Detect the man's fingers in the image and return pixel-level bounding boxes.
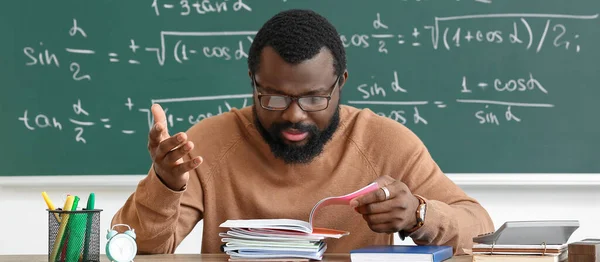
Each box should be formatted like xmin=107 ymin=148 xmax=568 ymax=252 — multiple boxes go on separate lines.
xmin=356 ymin=202 xmax=390 ymax=215
xmin=163 ymin=141 xmax=194 ymax=163
xmin=172 ymin=156 xmax=203 ymax=176
xmin=154 ymin=133 xmax=187 ymax=161
xmin=150 ymin=104 xmax=167 ymax=123
xmin=148 ymin=123 xmax=169 ymax=149
xmin=150 ymin=104 xmax=169 ymax=139
xmin=350 ymin=188 xmax=394 ymax=207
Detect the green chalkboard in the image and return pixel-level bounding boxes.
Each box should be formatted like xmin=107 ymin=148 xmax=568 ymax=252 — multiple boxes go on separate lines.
xmin=0 ymin=0 xmax=600 ymax=176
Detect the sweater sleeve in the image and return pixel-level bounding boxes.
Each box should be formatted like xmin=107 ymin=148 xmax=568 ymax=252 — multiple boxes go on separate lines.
xmin=111 ymin=156 xmax=203 ymax=254
xmin=403 ymin=145 xmax=494 ymax=255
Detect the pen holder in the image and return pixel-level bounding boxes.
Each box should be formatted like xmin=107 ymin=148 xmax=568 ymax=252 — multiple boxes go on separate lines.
xmin=48 ymin=209 xmax=102 ymax=262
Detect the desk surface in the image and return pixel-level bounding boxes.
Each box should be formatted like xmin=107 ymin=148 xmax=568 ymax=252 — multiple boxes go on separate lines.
xmin=0 ymin=254 xmax=471 ymax=262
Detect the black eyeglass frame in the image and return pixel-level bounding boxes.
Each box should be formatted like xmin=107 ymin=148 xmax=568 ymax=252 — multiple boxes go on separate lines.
xmin=252 ymin=74 xmax=341 ymax=112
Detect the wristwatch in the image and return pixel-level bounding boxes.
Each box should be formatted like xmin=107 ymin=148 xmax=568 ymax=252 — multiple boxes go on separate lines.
xmin=400 ymin=195 xmax=427 ymax=240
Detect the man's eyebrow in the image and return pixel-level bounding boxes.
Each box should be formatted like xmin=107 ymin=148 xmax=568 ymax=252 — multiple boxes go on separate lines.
xmin=255 ymin=81 xmax=329 ymax=96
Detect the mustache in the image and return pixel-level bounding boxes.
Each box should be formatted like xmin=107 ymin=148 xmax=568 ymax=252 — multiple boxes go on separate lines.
xmin=270 ymin=122 xmax=319 ymax=134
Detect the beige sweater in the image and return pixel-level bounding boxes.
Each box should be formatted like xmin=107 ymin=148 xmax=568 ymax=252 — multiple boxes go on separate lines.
xmin=112 ymin=106 xmax=494 ymax=254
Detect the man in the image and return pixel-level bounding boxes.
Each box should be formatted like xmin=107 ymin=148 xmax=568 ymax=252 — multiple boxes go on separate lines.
xmin=112 ymin=10 xmax=493 ymax=254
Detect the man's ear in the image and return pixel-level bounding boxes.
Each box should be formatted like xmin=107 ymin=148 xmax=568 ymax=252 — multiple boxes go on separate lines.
xmin=340 ymin=69 xmax=348 ymax=91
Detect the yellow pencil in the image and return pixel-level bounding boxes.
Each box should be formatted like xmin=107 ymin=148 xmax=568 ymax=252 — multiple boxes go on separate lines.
xmin=50 ymin=196 xmax=75 ymax=261
xmin=42 ymin=191 xmax=60 ymax=223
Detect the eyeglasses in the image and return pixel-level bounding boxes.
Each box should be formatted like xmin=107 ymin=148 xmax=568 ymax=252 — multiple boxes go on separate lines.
xmin=252 ymin=75 xmax=340 ymax=112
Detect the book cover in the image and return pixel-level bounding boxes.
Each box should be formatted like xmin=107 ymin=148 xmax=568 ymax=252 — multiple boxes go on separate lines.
xmin=350 ymin=245 xmax=453 ymax=262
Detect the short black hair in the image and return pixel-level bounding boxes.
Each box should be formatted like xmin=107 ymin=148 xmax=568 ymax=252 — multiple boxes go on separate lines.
xmin=248 ymin=9 xmax=346 ymax=76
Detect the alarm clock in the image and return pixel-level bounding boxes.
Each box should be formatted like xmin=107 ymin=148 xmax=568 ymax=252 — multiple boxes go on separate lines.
xmin=106 ymin=224 xmax=137 ymax=262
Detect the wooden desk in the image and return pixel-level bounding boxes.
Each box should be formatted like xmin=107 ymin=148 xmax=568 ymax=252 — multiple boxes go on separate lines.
xmin=0 ymin=254 xmax=472 ymax=262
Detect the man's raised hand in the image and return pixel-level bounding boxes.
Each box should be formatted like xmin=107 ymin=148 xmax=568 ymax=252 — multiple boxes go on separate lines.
xmin=148 ymin=104 xmax=202 ymax=191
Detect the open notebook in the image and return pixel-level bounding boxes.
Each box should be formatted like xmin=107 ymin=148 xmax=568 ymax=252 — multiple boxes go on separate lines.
xmin=219 ymin=183 xmax=379 ymax=261
xmin=220 ymin=182 xmax=379 ymax=235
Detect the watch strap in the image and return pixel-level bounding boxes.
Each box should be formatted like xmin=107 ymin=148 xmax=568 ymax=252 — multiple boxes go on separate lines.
xmin=399 ymin=194 xmax=426 ymax=237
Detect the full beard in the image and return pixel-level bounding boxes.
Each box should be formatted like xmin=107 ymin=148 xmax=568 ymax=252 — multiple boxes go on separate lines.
xmin=252 ymin=106 xmax=340 ymax=164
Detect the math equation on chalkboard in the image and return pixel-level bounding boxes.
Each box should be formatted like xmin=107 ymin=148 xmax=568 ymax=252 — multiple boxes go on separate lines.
xmin=12 ymin=0 xmax=600 ymax=144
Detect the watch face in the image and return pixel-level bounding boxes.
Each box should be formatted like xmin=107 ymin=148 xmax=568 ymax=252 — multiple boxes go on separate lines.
xmin=419 ymin=204 xmax=427 ymax=221
xmin=108 ymin=234 xmax=137 ymax=262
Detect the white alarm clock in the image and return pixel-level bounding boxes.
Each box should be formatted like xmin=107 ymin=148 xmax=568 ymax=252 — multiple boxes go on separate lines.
xmin=106 ymin=224 xmax=137 ymax=262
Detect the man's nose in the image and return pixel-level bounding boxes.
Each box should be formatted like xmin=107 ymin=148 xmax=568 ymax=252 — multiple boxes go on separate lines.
xmin=281 ymin=101 xmax=306 ymax=123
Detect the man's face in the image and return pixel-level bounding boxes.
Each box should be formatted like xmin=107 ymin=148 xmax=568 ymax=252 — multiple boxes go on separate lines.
xmin=251 ymin=46 xmax=347 ymax=163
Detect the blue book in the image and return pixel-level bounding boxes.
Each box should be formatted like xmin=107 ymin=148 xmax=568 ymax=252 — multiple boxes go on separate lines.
xmin=350 ymin=245 xmax=453 ymax=262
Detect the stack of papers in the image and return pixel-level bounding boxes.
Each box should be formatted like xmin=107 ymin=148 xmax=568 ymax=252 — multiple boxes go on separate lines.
xmin=472 ymin=220 xmax=579 ymax=262
xmin=219 ymin=182 xmax=379 ymax=261
xmin=219 ymin=219 xmax=349 ymax=261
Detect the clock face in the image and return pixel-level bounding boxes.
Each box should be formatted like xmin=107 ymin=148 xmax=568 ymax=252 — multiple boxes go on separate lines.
xmin=108 ymin=234 xmax=137 ymax=262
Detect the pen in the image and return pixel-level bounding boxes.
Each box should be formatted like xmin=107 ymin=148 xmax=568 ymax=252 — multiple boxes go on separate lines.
xmin=50 ymin=196 xmax=74 ymax=261
xmin=42 ymin=191 xmax=60 ymax=223
xmin=83 ymin=192 xmax=96 ymax=259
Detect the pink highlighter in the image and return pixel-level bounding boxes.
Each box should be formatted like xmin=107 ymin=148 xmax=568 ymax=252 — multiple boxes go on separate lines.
xmin=308 ymin=182 xmax=379 ymax=226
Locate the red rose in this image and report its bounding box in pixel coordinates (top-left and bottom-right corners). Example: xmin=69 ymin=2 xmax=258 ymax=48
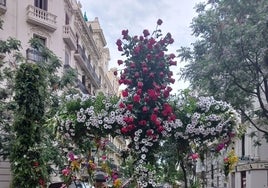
xmin=168 ymin=78 xmax=175 ymax=84
xmin=39 ymin=178 xmax=45 ymax=185
xmin=147 ymin=89 xmax=158 ymax=101
xmin=159 ymin=72 xmax=164 ymax=77
xmin=169 ymin=54 xmax=176 ymax=59
xmin=143 ymin=29 xmax=150 ymax=37
xmin=137 ymin=89 xmax=142 ymax=95
xmin=142 ymin=67 xmax=148 ymax=73
xmin=117 ymin=60 xmax=124 ymax=65
xmin=149 ymin=72 xmax=154 ymax=78
xmin=151 ymin=114 xmax=157 ymax=122
xmin=133 ymin=94 xmax=141 ymax=102
xmin=121 ymin=127 xmax=128 ymax=134
xmin=157 ymin=126 xmax=165 ymax=133
xmin=119 ymin=102 xmax=126 ymax=108
xmin=139 ymin=120 xmax=146 ymax=126
xmin=146 ymin=54 xmax=152 ymax=61
xmin=134 ymin=46 xmax=141 ymax=54
xmin=33 ymin=161 xmax=39 ymax=167
xmin=130 ymin=62 xmax=136 ymax=68
xmin=164 ymin=90 xmax=169 ymax=98
xmin=117 ymin=46 xmax=123 ymax=52
xmin=116 ymin=39 xmax=122 ymax=46
xmin=157 ymin=19 xmax=163 ymax=25
xmin=169 ymin=61 xmax=177 ymax=66
xmin=122 ymin=29 xmax=128 ymax=39
xmin=122 ymin=89 xmax=128 ymax=97
xmin=142 ymin=106 xmax=149 ymax=113
xmin=138 ymin=82 xmax=143 ymax=88
xmin=127 ymin=104 xmax=133 ymax=111
xmin=146 ymin=129 xmax=154 ymax=136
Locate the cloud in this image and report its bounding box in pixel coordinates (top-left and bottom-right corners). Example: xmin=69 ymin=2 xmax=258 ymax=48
xmin=80 ymin=0 xmax=201 ymax=91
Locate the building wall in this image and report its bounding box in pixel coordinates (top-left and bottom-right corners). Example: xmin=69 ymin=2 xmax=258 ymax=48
xmin=0 ymin=0 xmax=118 ymax=188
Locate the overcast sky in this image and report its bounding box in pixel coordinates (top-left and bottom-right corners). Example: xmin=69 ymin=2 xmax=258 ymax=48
xmin=80 ymin=0 xmax=201 ymax=90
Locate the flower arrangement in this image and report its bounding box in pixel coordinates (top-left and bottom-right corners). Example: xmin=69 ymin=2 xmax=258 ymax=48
xmin=115 ymin=19 xmax=177 ymax=187
xmin=223 ymin=149 xmax=238 ymax=177
xmin=172 ymin=90 xmax=240 ymax=155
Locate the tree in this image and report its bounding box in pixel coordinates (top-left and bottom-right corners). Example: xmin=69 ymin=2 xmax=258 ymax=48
xmin=0 ymin=28 xmax=76 ymax=187
xmin=10 ymin=64 xmax=49 ymax=188
xmin=179 ymin=0 xmax=268 ymax=134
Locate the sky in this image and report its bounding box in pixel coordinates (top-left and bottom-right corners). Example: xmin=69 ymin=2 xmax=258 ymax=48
xmin=80 ymin=0 xmax=202 ymax=92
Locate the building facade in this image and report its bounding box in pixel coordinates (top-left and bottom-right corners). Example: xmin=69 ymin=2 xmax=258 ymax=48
xmin=0 ymin=0 xmax=119 ymax=188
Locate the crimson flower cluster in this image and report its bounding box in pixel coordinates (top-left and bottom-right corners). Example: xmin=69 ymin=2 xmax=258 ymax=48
xmin=115 ymin=19 xmax=177 ymax=161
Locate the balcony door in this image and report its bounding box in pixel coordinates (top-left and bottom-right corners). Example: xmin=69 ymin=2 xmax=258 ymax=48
xmin=34 ymin=0 xmax=47 ymax=11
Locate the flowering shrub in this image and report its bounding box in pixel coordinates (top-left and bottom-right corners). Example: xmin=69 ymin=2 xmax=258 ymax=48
xmin=223 ymin=149 xmax=238 ymax=177
xmin=172 ymin=90 xmax=240 ymax=157
xmin=54 ymin=20 xmax=239 ymax=187
xmin=115 ymin=19 xmax=177 ymax=187
xmin=58 ymin=93 xmax=122 ymax=151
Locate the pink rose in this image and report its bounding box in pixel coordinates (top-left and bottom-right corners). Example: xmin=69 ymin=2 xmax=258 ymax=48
xmin=157 ymin=19 xmax=163 ymax=25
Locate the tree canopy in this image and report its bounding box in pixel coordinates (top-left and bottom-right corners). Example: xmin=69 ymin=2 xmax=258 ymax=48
xmin=178 ymin=0 xmax=268 ymax=134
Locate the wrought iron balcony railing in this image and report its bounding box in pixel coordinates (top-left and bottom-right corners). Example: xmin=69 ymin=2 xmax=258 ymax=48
xmin=26 ymin=48 xmax=45 ymax=62
xmin=75 ymin=45 xmax=101 ymax=88
xmin=63 ymin=25 xmax=76 ymax=50
xmin=27 ymin=5 xmax=57 ymax=31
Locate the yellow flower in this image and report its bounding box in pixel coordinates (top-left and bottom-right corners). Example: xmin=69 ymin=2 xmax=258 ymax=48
xmin=71 ymin=160 xmax=80 ymax=171
xmin=114 ymin=178 xmax=122 ymax=188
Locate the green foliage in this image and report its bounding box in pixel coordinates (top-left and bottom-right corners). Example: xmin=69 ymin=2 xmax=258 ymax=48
xmin=0 ymin=31 xmax=77 ymax=188
xmin=179 ymin=0 xmax=268 ymax=133
xmin=10 ymin=64 xmax=48 ymax=188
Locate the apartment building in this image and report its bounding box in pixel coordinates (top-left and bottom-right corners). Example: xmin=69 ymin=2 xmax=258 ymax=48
xmin=0 ymin=0 xmax=122 ymax=188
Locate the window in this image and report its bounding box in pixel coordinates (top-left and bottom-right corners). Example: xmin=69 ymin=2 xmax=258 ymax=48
xmin=34 ymin=0 xmax=47 ymax=10
xmin=33 ymin=34 xmax=47 ymax=46
xmin=82 ymin=75 xmax=86 ymax=86
xmin=65 ymin=13 xmax=70 ymax=25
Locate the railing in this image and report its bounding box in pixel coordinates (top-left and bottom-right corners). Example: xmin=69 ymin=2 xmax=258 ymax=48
xmin=77 ymin=45 xmax=101 ymax=85
xmin=63 ymin=25 xmax=76 ymax=48
xmin=27 ymin=5 xmax=57 ymax=30
xmin=26 ymin=48 xmax=45 ymax=62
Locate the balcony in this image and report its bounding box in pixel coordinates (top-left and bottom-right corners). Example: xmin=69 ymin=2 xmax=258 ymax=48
xmin=77 ymin=79 xmax=89 ymax=94
xmin=26 ymin=48 xmax=45 ymax=62
xmin=27 ymin=5 xmax=57 ymax=32
xmin=63 ymin=25 xmax=76 ymax=50
xmin=0 ymin=0 xmax=7 ymax=15
xmin=74 ymin=45 xmax=101 ymax=89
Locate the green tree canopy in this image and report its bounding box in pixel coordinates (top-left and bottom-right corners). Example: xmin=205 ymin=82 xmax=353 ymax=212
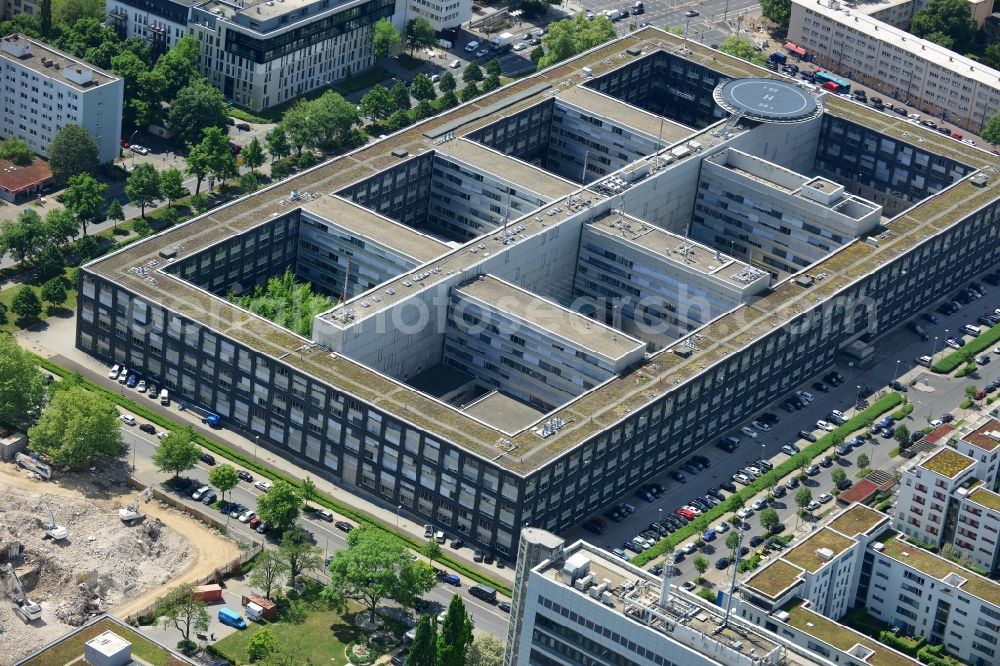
xmin=153 ymin=426 xmax=201 ymax=478
xmin=538 ymin=13 xmax=615 ymax=70
xmin=125 ymin=162 xmax=163 ymax=217
xmin=324 ymin=524 xmax=435 ymax=619
xmin=257 ymin=479 xmax=302 ymax=533
xmin=910 ymin=0 xmax=976 ymax=53
xmin=0 ymin=333 xmax=45 ymax=424
xmin=28 ymin=386 xmax=124 ymax=469
xmin=48 ymin=125 xmax=98 ymax=185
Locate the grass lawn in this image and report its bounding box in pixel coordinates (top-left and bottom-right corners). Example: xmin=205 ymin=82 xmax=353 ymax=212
xmin=215 ymin=604 xmax=357 ymax=666
xmin=0 ymin=268 xmax=76 ymax=333
xmin=25 ymin=620 xmax=185 ymax=666
xmin=335 ymin=65 xmax=390 ymax=93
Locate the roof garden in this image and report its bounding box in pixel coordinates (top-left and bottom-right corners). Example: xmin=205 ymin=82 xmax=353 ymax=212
xmin=920 ymin=449 xmax=975 ymax=479
xmin=782 ymin=527 xmax=857 ymax=573
xmin=880 ymin=532 xmax=1000 ymax=606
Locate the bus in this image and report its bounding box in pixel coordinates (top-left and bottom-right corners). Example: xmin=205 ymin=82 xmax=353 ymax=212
xmin=816 ymin=69 xmax=851 ymax=95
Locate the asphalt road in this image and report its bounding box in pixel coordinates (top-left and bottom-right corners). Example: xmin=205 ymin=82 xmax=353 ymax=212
xmin=565 ymin=268 xmax=1000 ymax=580
xmin=122 ymin=426 xmax=509 ymax=640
■ ■ ■ ■ ■ ■ ■
* _Task directions_: Copy the part of the listing that opens with the line containing "Locate the tree in" and closes with the line containing "xmin=179 ymin=0 xmax=268 ymax=134". Keep the request line as it is, sample included, and raise every bounding-box coordinate in the answers by 3.

* _Task solution_:
Locate the tree in this image and report its bounding box in pixel coordinates (top-left and bottom-right corners). Example: xmin=69 ymin=2 xmax=258 ymax=48
xmin=3 ymin=31 xmax=79 ymax=190
xmin=13 ymin=67 xmax=52 ymax=191
xmin=182 ymin=3 xmax=271 ymax=137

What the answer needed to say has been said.